WHAT TO PRODUCE
Copy the lines from the line with "alloy wheel in the photo above." to the line with "(1188, 128)", swapping "place a single dot" for "put one mark" and changing nothing else.

INFORMATION GIVEN
■ ■ ■

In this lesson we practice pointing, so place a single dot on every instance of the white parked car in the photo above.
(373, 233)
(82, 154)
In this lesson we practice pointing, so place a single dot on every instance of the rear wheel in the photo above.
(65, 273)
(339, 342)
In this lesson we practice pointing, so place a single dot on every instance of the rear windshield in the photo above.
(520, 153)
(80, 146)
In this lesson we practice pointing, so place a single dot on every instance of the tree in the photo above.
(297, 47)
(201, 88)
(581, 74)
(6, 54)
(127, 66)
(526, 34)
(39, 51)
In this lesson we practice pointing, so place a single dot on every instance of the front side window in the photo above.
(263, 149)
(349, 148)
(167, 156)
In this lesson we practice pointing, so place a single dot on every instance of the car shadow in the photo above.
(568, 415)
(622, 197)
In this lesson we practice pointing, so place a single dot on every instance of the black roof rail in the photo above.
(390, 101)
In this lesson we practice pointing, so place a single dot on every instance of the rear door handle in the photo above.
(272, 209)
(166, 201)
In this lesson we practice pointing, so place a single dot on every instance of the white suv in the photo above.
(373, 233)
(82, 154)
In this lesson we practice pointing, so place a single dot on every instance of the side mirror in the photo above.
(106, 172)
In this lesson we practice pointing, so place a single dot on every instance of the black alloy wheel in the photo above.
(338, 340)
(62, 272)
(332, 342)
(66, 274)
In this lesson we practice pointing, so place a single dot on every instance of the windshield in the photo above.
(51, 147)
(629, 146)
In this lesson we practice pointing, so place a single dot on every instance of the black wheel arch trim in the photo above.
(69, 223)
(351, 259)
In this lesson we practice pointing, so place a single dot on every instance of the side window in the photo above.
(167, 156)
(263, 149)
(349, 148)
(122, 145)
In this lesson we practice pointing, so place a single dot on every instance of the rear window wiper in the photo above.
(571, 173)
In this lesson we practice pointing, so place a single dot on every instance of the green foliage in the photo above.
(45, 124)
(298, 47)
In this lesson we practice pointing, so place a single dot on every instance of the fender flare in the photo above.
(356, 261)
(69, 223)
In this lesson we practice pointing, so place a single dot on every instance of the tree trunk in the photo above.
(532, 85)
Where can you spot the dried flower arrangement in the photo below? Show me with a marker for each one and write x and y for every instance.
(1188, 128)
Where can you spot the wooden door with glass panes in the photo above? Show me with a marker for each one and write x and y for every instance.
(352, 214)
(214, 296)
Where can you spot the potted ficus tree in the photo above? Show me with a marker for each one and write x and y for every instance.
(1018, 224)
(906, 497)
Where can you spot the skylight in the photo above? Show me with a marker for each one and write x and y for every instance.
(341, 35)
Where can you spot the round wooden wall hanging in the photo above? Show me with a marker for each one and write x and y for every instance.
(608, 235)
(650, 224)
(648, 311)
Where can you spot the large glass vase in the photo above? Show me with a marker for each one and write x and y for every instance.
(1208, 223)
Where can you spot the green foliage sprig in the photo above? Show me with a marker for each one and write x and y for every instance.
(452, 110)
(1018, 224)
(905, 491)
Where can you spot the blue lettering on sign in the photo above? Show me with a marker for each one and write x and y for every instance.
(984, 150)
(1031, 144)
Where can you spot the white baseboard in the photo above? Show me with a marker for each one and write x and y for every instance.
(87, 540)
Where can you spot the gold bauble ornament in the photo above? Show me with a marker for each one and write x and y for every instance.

■ ■ ■

RESPONSE FOR THIS EXERCISE
In this lesson we practice pointing, so put one mark on every instance of the black alloy wheel in the photo above.
(338, 340)
(62, 272)
(332, 342)
(66, 274)
In this lesson we practice pointing, so put one mark on every instance of the windshield in the photo above.
(51, 147)
(629, 146)
In this lesson we practice pointing, so put one mark on every instance of the black wheel arch trim in the photo above.
(69, 223)
(351, 259)
In this lesson we practice pointing, so put one mark on every instance of the side window in the photo above.
(167, 156)
(263, 149)
(349, 148)
(122, 145)
In this lesson we practice pointing, so put one mark on every instance of the rear window wiper in the photo above.
(571, 173)
In this lesson we practice pointing, so put one mark on every instance of the green foliage in the photo above.
(45, 124)
(298, 47)
In this lesson we practice pointing, so put one mark on every instance of the fender flare in the photo above.
(356, 261)
(69, 223)
In this lesson we practice pointing, so put one mark on every instance of the tree trunk in the photo above.
(532, 85)
Where can you spot the dried flower arrangement in the photo below? Show me with a marker for each one and write x and y for every instance.
(1188, 128)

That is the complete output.